● What the task requires
Copy the records word for word, starting with the line that contains "Exercise. For every instance of the sign" and going on through the line that contains "point(7, 108)", with both of those lines included.

● Working data
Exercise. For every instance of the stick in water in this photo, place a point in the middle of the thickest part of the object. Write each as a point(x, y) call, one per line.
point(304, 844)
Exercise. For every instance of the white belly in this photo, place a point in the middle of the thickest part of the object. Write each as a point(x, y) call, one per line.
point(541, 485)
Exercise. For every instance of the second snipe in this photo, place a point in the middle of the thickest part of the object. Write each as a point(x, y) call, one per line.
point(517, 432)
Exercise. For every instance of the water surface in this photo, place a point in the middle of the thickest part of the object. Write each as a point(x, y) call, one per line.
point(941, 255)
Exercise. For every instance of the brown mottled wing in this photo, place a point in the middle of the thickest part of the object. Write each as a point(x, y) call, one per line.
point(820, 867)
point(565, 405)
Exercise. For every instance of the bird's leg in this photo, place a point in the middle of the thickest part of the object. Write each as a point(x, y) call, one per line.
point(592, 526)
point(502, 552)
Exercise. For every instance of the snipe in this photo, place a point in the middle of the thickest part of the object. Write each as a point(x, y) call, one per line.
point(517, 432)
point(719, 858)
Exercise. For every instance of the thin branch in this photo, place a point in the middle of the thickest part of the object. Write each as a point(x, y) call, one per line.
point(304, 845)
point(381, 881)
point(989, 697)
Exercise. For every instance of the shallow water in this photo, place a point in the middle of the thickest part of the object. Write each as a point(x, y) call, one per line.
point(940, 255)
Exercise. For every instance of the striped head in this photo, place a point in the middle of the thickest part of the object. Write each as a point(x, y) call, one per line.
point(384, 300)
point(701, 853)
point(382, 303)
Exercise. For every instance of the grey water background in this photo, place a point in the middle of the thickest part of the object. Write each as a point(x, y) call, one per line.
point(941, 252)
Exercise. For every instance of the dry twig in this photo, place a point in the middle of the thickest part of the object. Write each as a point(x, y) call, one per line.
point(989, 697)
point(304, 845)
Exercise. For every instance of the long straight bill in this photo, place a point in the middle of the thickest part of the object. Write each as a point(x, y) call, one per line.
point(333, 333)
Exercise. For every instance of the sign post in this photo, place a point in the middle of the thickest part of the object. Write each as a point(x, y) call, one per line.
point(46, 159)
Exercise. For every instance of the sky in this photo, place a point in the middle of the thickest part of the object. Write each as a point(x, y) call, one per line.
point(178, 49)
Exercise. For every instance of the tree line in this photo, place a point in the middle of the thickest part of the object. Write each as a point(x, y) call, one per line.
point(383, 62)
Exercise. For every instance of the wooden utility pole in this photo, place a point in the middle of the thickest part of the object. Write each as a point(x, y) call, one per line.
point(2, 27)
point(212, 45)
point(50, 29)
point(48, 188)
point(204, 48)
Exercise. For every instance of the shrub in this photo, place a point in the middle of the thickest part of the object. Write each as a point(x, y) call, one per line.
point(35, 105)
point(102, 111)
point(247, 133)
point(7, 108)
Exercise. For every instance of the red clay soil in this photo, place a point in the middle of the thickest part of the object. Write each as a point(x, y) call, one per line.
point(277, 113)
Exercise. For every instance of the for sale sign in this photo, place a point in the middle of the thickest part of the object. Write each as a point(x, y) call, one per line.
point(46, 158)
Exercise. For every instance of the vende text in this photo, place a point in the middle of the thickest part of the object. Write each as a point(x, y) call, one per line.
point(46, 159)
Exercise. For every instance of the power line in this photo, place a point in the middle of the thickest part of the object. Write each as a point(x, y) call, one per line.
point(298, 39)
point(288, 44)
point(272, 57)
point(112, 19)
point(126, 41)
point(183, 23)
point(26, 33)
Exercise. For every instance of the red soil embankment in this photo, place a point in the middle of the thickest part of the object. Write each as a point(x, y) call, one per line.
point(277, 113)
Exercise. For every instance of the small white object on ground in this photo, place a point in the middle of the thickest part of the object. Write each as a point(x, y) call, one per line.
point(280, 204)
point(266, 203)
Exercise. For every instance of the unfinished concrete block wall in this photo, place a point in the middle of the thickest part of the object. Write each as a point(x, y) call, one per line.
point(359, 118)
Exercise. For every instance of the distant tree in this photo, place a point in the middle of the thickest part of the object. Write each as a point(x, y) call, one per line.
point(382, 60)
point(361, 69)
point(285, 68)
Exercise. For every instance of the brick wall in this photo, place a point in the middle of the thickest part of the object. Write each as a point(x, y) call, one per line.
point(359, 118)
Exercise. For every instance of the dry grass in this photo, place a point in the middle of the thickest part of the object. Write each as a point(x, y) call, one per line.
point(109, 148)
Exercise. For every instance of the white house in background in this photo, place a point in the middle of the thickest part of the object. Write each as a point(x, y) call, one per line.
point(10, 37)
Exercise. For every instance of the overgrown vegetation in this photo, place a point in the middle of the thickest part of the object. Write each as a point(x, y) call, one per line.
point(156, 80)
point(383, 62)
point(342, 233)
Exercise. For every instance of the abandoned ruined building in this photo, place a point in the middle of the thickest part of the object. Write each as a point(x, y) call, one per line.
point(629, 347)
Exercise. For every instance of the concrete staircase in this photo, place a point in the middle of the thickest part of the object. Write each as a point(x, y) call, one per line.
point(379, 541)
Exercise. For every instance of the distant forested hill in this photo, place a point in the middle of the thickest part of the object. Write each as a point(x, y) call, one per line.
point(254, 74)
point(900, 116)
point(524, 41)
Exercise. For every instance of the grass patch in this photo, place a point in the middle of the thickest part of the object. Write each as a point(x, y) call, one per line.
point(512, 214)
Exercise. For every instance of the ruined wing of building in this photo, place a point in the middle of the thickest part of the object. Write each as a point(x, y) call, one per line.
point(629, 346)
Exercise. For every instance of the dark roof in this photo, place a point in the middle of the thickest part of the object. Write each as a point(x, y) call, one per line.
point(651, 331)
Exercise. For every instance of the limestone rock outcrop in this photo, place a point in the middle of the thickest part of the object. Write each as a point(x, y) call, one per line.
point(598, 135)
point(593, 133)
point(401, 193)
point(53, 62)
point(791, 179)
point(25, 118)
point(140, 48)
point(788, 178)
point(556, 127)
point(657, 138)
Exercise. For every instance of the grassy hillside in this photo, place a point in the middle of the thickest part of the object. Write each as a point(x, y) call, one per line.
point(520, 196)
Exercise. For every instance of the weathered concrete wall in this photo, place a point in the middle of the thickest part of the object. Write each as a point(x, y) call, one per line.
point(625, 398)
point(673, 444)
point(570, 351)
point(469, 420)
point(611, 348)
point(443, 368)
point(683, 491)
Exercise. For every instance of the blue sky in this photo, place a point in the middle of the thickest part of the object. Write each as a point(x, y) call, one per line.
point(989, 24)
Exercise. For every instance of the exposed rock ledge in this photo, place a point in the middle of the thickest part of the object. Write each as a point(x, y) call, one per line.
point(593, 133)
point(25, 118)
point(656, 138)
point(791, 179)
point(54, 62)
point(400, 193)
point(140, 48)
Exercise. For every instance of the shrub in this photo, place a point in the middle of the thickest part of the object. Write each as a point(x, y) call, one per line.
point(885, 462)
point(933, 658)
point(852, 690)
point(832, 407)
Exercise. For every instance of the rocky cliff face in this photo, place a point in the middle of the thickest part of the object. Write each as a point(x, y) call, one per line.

● Reply
Exercise. For every instance of the sign post in this photo, place a point in the middle of the thickest part of the object. Write each as a point(x, y) call, one per line.
point(46, 159)
Exercise. For every instance of the sky in this photo, place a point in the middle of the thickest part of the object. Write each as a point(x, y) call, one per line.
point(178, 49)
Exercise. For every instance of the tree line in this photo, place a point in the middle of the thickest part of the object. Write each as a point(x, y) call, one per line.
point(383, 62)
Exercise. For every instance of the wooden utility pole in this photo, place a point in the middle of the thickest part of the object. Write each as a point(x, y) call, one per line.
point(2, 27)
point(212, 45)
point(50, 29)
point(48, 188)
point(204, 48)
Exercise. For every instance of the shrub in this photo, place a point in the middle of the thickest part of the object. Write each as a point(x, y) call, one per line.
point(35, 105)
point(102, 111)
point(247, 133)
point(7, 108)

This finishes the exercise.